(Recorded data)
· · · ·

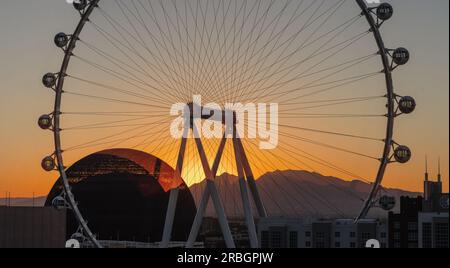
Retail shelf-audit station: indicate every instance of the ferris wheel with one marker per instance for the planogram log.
(324, 63)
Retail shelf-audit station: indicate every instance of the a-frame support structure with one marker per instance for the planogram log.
(246, 183)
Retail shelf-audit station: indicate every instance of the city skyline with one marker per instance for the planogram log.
(425, 78)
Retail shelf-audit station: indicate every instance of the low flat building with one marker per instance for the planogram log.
(32, 227)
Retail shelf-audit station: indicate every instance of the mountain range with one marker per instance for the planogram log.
(288, 193)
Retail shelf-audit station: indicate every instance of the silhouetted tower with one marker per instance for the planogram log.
(432, 189)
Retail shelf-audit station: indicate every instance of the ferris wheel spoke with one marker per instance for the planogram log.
(105, 140)
(176, 72)
(113, 124)
(119, 63)
(279, 84)
(162, 108)
(169, 72)
(283, 60)
(112, 40)
(123, 91)
(314, 159)
(300, 191)
(122, 77)
(333, 104)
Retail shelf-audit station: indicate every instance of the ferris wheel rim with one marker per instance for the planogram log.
(92, 4)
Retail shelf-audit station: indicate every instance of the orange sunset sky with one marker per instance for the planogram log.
(26, 52)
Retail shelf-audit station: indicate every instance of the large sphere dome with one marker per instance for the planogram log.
(123, 194)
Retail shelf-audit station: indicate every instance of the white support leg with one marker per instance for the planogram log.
(245, 198)
(173, 199)
(251, 181)
(215, 197)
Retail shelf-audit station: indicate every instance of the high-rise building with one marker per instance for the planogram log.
(308, 233)
(422, 221)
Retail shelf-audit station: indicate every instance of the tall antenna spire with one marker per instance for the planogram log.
(439, 170)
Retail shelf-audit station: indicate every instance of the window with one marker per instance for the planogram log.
(427, 241)
(293, 239)
(413, 236)
(265, 239)
(412, 226)
(276, 239)
(441, 235)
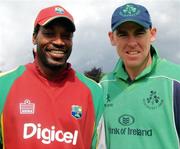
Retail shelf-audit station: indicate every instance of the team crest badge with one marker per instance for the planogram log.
(27, 107)
(76, 111)
(59, 10)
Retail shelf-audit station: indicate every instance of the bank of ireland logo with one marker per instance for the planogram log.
(153, 101)
(27, 107)
(59, 10)
(129, 10)
(108, 102)
(126, 120)
(76, 111)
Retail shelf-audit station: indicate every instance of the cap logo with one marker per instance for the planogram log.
(59, 10)
(129, 10)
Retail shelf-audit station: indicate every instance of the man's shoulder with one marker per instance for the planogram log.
(168, 69)
(87, 81)
(13, 73)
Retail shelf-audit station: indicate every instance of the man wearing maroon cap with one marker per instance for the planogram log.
(46, 104)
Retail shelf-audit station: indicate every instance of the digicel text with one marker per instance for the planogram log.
(49, 135)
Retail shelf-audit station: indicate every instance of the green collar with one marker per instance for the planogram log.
(121, 73)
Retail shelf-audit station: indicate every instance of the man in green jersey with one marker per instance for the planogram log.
(142, 94)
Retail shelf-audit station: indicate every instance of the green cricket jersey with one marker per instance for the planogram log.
(145, 113)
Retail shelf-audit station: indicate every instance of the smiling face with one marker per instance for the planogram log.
(133, 43)
(54, 45)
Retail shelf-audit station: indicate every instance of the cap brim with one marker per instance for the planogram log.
(146, 26)
(47, 21)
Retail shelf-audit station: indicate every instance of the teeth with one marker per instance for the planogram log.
(56, 52)
(133, 52)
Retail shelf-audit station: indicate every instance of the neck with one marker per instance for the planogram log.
(50, 73)
(133, 72)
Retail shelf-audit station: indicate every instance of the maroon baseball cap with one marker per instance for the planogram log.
(48, 14)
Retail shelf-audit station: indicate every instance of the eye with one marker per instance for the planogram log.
(121, 34)
(66, 36)
(48, 33)
(140, 32)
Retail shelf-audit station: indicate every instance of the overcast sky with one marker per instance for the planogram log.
(91, 43)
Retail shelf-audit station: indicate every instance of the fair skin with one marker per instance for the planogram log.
(54, 46)
(133, 42)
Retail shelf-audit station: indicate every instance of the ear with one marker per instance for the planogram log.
(111, 37)
(34, 39)
(153, 34)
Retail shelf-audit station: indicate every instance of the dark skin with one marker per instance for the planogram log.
(54, 46)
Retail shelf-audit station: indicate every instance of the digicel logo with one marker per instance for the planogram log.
(49, 135)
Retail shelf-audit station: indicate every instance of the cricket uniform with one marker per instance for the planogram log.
(40, 114)
(144, 113)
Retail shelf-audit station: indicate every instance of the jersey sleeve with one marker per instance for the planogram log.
(176, 98)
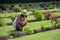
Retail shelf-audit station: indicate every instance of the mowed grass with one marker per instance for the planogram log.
(31, 17)
(5, 30)
(7, 20)
(36, 25)
(49, 35)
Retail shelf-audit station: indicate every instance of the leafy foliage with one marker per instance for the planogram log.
(38, 15)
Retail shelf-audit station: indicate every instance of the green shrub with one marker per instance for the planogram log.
(16, 9)
(28, 30)
(39, 15)
(2, 23)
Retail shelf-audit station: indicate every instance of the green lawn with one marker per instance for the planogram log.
(49, 35)
(5, 30)
(30, 17)
(7, 20)
(35, 25)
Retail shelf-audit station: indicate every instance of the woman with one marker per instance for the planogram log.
(20, 20)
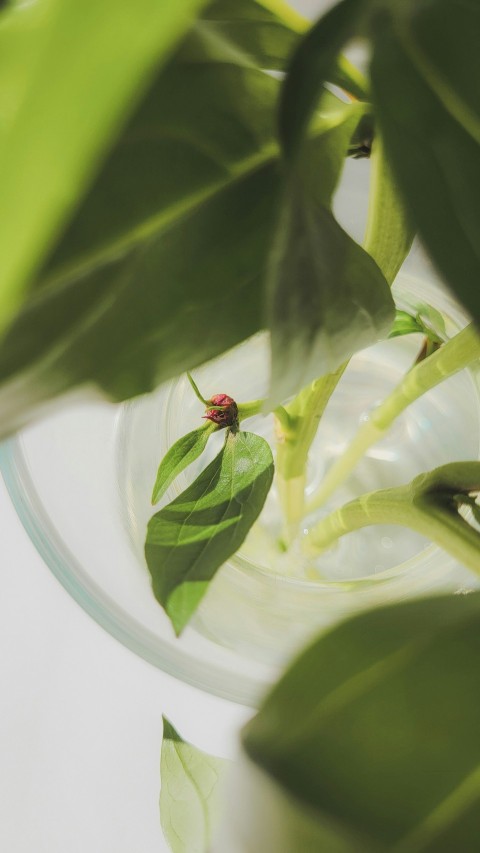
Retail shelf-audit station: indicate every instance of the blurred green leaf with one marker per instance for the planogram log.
(424, 83)
(163, 265)
(69, 72)
(179, 456)
(190, 538)
(374, 729)
(189, 801)
(389, 234)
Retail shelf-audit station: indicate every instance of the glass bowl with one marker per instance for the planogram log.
(81, 482)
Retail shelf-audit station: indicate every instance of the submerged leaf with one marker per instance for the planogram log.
(374, 729)
(180, 455)
(190, 538)
(189, 794)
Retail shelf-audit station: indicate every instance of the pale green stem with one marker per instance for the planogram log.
(388, 235)
(430, 516)
(458, 353)
(295, 427)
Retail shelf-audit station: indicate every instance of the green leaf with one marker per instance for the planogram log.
(424, 319)
(389, 234)
(180, 455)
(189, 801)
(161, 268)
(190, 538)
(124, 302)
(311, 67)
(60, 108)
(328, 298)
(374, 729)
(405, 324)
(429, 504)
(426, 97)
(249, 32)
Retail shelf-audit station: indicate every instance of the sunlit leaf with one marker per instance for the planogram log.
(426, 96)
(374, 729)
(190, 538)
(189, 801)
(179, 456)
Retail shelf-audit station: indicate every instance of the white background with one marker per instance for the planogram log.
(80, 716)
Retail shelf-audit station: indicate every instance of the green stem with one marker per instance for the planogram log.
(432, 516)
(456, 354)
(196, 390)
(248, 410)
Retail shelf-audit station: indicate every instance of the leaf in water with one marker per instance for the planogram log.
(374, 729)
(180, 455)
(328, 298)
(189, 792)
(190, 538)
(53, 132)
(426, 97)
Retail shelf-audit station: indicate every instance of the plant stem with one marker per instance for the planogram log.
(456, 354)
(431, 516)
(296, 425)
(388, 239)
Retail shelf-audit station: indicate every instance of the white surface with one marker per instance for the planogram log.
(80, 719)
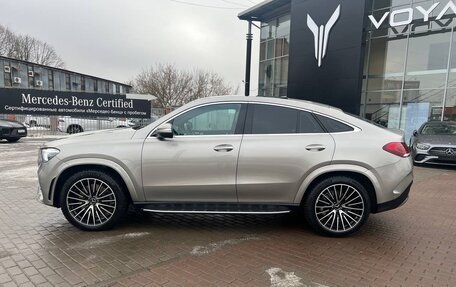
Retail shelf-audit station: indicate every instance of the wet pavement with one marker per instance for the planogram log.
(414, 245)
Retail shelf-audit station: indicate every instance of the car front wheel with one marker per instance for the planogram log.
(93, 200)
(337, 206)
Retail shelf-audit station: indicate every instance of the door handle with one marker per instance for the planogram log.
(315, 147)
(224, 147)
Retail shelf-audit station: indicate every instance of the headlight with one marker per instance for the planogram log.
(46, 154)
(422, 146)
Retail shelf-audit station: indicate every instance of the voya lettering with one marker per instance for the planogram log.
(409, 13)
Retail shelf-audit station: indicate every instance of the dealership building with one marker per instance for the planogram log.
(27, 88)
(390, 61)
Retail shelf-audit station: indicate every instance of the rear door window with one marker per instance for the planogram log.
(333, 126)
(308, 124)
(268, 119)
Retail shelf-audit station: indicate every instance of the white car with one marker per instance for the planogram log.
(37, 121)
(77, 125)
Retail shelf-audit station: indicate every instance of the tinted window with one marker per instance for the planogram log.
(208, 120)
(333, 126)
(308, 124)
(267, 119)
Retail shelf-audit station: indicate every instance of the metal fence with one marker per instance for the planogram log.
(61, 126)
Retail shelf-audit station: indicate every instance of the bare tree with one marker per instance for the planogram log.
(28, 48)
(174, 87)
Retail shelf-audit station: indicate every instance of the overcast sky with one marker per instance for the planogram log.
(116, 39)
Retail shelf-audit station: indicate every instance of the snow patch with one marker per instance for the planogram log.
(93, 243)
(280, 278)
(203, 250)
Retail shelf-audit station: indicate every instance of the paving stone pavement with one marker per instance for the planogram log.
(414, 245)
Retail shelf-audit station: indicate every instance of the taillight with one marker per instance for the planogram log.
(397, 148)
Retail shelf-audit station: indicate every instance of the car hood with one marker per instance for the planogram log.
(10, 124)
(95, 136)
(437, 139)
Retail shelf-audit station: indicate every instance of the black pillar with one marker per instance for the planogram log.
(248, 60)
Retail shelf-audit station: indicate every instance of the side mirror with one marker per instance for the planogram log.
(164, 131)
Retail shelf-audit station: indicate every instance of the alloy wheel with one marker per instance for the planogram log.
(339, 208)
(91, 202)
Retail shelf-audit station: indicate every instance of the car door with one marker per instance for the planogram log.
(280, 146)
(199, 163)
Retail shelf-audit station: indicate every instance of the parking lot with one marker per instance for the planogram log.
(414, 245)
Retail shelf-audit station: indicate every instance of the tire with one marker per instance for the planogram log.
(328, 215)
(89, 211)
(74, 129)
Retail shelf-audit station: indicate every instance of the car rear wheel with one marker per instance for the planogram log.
(337, 206)
(92, 200)
(74, 129)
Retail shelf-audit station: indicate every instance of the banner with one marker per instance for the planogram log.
(75, 104)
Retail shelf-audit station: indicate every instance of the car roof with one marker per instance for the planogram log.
(440, 123)
(272, 100)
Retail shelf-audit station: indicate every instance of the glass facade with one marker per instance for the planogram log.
(410, 70)
(274, 47)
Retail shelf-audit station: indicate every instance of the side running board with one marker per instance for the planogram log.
(215, 208)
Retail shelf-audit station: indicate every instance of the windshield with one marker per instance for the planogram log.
(439, 129)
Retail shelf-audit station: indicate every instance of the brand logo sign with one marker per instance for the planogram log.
(321, 34)
(407, 15)
(42, 102)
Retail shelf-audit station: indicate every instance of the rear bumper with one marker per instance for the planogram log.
(395, 203)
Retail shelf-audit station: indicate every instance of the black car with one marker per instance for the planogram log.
(12, 131)
(435, 143)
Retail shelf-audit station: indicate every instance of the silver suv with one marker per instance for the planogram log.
(232, 155)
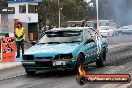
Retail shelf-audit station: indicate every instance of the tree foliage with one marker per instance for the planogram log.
(71, 10)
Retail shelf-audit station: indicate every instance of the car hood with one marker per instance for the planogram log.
(51, 49)
(104, 31)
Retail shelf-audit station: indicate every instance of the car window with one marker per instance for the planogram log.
(62, 36)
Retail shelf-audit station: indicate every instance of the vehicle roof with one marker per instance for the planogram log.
(69, 28)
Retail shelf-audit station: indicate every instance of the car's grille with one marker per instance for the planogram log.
(63, 56)
(39, 58)
(28, 57)
(44, 63)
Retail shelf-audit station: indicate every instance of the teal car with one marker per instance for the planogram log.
(66, 49)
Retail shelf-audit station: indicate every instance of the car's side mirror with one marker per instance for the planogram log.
(89, 41)
(33, 43)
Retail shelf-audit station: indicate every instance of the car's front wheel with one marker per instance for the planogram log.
(101, 62)
(80, 61)
(30, 72)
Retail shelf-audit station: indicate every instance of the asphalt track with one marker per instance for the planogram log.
(119, 61)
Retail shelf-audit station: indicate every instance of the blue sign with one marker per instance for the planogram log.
(24, 0)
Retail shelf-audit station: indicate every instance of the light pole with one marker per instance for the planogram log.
(59, 11)
(97, 9)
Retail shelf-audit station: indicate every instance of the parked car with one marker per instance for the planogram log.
(125, 30)
(107, 31)
(67, 49)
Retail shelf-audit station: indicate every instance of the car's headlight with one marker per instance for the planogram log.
(28, 57)
(63, 56)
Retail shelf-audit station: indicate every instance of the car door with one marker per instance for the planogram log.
(90, 47)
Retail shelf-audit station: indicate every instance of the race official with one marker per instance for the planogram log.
(20, 38)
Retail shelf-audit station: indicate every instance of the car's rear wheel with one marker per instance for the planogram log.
(30, 72)
(101, 62)
(80, 61)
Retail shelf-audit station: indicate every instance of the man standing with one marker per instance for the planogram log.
(20, 38)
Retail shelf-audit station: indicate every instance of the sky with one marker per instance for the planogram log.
(88, 0)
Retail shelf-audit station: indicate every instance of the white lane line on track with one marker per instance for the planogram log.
(9, 65)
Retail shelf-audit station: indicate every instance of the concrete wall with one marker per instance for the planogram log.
(24, 17)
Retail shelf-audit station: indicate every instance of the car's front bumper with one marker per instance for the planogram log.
(48, 64)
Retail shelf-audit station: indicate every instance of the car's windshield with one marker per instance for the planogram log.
(60, 36)
(104, 27)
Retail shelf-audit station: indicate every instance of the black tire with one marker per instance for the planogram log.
(80, 61)
(101, 62)
(30, 72)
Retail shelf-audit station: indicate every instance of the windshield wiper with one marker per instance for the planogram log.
(53, 43)
(72, 42)
(41, 43)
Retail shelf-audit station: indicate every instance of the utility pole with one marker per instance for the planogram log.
(59, 11)
(97, 9)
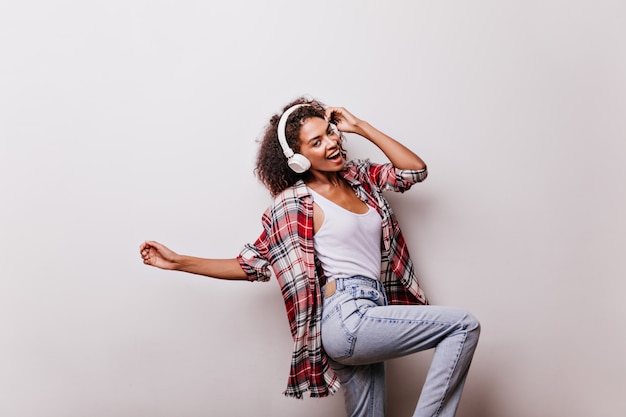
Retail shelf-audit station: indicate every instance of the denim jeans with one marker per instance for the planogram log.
(360, 331)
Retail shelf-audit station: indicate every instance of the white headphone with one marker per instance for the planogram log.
(297, 162)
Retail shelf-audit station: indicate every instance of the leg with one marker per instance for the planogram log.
(363, 388)
(358, 329)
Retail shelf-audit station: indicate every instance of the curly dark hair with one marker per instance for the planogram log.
(271, 165)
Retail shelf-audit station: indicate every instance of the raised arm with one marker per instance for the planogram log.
(399, 155)
(160, 256)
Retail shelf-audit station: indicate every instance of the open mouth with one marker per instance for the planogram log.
(335, 155)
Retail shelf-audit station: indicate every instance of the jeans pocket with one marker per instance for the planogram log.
(337, 340)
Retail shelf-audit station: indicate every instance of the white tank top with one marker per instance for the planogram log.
(348, 243)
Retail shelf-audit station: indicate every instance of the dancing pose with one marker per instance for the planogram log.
(348, 282)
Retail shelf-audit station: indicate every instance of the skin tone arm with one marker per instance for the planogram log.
(398, 154)
(158, 255)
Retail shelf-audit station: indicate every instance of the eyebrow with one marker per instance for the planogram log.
(318, 136)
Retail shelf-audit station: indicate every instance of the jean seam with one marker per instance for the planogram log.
(452, 368)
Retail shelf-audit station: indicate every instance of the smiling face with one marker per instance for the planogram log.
(320, 142)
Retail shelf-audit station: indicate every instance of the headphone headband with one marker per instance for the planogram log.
(282, 124)
(298, 163)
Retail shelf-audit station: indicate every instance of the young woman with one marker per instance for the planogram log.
(348, 283)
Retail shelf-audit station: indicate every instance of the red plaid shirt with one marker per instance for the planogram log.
(286, 245)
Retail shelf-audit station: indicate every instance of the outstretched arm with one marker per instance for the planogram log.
(160, 256)
(399, 155)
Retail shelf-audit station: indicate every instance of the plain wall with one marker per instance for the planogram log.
(122, 121)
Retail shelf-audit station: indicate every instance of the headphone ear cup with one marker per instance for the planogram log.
(299, 163)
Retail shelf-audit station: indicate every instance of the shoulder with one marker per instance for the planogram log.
(291, 200)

· · · ·

▸ **WHAT TO PRODUCE**:
Starting at the line with "Retail shelf-audit station: indicate every instance of the young", restate each line through the end of the records, both ends included, and stop there.

▸ **EXERCISE SOLUTION**:
Retail shelf-audit station: indicate every instance of the young woman with one marker per instance for the planogram log.
(348, 283)
Retail shelf-audit station: indicate every instance of the red plaid shirt with one marker per instance for the planogram log.
(286, 245)
Retail shelf-audit station: indicate every instance of the outstretched arm with one marker per instance for the planogram log.
(160, 256)
(399, 155)
Retail shelf-audit station: indicate every instance of the plain wall with one marker per instance for the planogram log.
(122, 121)
Retail shelf-audit station: indicate every instance of the headphone ear cup with one marker per instance for the planogram log.
(299, 163)
Retail shelf-audit station: indicate every instance of the shoulder with one marker per instance for the planogram log.
(291, 200)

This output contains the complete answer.